● **THE REQUEST**
Reproduce each of the rows below verbatim, line for line.

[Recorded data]
====================

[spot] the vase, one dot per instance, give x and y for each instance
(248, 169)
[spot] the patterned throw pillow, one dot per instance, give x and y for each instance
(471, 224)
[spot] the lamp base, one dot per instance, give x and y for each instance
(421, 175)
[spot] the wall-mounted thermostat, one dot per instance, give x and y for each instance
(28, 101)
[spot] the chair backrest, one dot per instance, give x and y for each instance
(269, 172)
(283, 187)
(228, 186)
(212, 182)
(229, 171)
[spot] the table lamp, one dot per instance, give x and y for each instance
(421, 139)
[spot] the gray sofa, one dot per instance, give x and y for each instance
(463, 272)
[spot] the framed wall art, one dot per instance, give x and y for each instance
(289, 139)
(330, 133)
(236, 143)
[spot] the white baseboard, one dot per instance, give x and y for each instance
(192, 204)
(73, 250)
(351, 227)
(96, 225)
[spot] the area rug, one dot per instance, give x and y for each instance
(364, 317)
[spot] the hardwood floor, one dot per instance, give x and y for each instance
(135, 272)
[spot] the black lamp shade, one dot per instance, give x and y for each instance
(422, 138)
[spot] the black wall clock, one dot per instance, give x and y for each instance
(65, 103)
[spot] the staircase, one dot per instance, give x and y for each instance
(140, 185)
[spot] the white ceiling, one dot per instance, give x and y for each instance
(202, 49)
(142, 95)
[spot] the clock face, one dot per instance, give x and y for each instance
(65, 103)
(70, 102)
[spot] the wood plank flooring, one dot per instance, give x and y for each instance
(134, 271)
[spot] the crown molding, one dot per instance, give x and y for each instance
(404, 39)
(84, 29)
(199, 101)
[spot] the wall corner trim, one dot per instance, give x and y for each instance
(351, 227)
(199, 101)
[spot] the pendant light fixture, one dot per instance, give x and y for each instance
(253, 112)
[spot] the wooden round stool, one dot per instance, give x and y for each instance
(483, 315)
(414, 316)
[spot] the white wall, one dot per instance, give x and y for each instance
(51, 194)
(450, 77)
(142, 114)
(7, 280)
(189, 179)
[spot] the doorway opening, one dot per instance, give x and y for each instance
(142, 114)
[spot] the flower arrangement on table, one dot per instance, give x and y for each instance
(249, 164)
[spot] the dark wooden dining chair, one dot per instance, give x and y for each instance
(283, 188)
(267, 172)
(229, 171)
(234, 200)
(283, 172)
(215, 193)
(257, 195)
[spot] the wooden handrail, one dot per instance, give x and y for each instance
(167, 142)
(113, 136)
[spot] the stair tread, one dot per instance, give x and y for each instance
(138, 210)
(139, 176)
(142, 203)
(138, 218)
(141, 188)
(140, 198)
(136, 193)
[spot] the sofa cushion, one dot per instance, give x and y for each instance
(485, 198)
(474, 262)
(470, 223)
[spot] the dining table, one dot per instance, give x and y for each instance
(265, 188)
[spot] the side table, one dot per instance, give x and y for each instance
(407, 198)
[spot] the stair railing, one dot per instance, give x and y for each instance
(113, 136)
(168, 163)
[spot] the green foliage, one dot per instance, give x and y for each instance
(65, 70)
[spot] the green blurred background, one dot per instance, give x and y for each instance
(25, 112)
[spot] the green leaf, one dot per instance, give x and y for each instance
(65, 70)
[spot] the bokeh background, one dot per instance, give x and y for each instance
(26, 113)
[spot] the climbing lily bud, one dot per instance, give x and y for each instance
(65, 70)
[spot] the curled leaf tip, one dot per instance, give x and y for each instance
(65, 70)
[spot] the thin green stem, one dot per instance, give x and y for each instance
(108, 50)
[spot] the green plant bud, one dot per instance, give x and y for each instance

====================

● **WRITTEN RESPONSE**
[spot] the vase, one dot per instance, give x and y for each instance
(248, 169)
[spot] the patterned throw pillow, one dot per instance, give x and y for each instance
(471, 224)
[spot] the lamp base, one dot per instance, give x and y for each instance
(421, 175)
[spot] the wall-mounted thermostat, one dot per instance, give x and y for each instance
(28, 101)
[spot] the chair backrest, one dot per instance, give x and y for each instance
(269, 172)
(283, 187)
(228, 186)
(212, 182)
(229, 171)
[spot] the table lamp, one dot per instance, give x and y for each instance
(421, 139)
[spot] the gray sofa, one dot per instance, give x and y for each instance
(463, 272)
[spot] the framed wall art, one dot per instance, give x and y for each instance
(289, 139)
(330, 133)
(236, 143)
[spot] the white baseboard, one dot per instance, give x and y for each instance
(192, 204)
(73, 250)
(351, 227)
(96, 225)
[spot] the area rug, one dot per instance, give x and y for each instance
(364, 317)
[spot] the hardwood floor, one dot per instance, give x and y for each instance
(135, 272)
[spot] the black lamp shade, one dot per instance, give x and y for each instance
(422, 138)
[spot] the black wall clock, one dot per instance, give x and y for each instance
(65, 103)
[spot] the staircase, one dot per instance, give x and y for each instance
(140, 185)
[spot] the white ceiling, one dot per instance, give x and y for each instance
(202, 49)
(142, 95)
[spot] the clock face, one dot per instance, give x and y for each instance
(65, 103)
(70, 102)
[spot] the wood plank flooring, one dot per instance, give x and y for each instance
(134, 271)
[spot] the crown molding, one dot per instance, give x and y for each instance
(404, 39)
(84, 29)
(199, 101)
[spot] the wall corner trim, one dot per instance, give x and y for each instance
(351, 227)
(199, 101)
[spot] the pendant light fixture, one dot per instance, give x and y for each instance
(253, 112)
[spot] the wooden round stool, one dot per instance, give x and y for each instance
(483, 315)
(414, 316)
[spot] the white wall, one dot per instance, give x and y for each instance
(51, 194)
(450, 77)
(142, 114)
(7, 280)
(189, 179)
[spot] the doorway opening, one dot per instance, give x and y for each instance
(142, 114)
[spot] the flower arrangement on table, one dot per instance, give x and y for each instance
(249, 164)
[spot] the dark wooden dining chair, one dot per instance, give x and y for each instance
(283, 188)
(267, 172)
(229, 171)
(234, 200)
(283, 172)
(215, 193)
(257, 195)
[spot] the wooden handrail, one dot per instance, give x and y for each instance
(167, 142)
(113, 136)
[spot] the stair tread, one dot per instance, give x and y for each instance
(138, 210)
(139, 176)
(142, 203)
(138, 218)
(141, 188)
(140, 198)
(136, 193)
[spot] the sofa cushion, one dot per instance, give x and y for each instance
(485, 198)
(474, 262)
(470, 223)
[spot] the dining table, one dot per instance, give x and y for each instance
(265, 188)
[spot] the side table, one dot per instance, give x and y for each instance
(407, 198)
[spot] the stair railing, one dot per instance, give x and y for each instance
(113, 136)
(168, 163)
[spot] the green foliage, one dot per instance, give x and y for each instance
(65, 70)
[spot] the green blurred background, one dot per instance, give x and y for each instance
(25, 112)
[spot] the green leaf, one dot per instance, give x and y for each instance
(65, 70)
[spot] the bokeh background, one dot per instance, give x and y for each instance
(26, 113)
[spot] the climbing lily bud, one dot per instance, give x and y for each instance
(65, 70)
[spot] the curled leaf tip, one dot per instance, give x and y for each instance
(65, 70)
[spot] the thin green stem, one dot per instance, give x and y for each instance
(108, 50)
[spot] the green plant bud, one dot per instance, give x and y for each instance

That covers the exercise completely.